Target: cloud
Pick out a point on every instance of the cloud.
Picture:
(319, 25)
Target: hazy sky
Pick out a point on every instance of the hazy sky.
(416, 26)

+++

### What is being asked
Find the string "cloud" in the data. Report each line it appears in.

### Answer section
Target: cloud
Pick out a point on every instance of the cloud.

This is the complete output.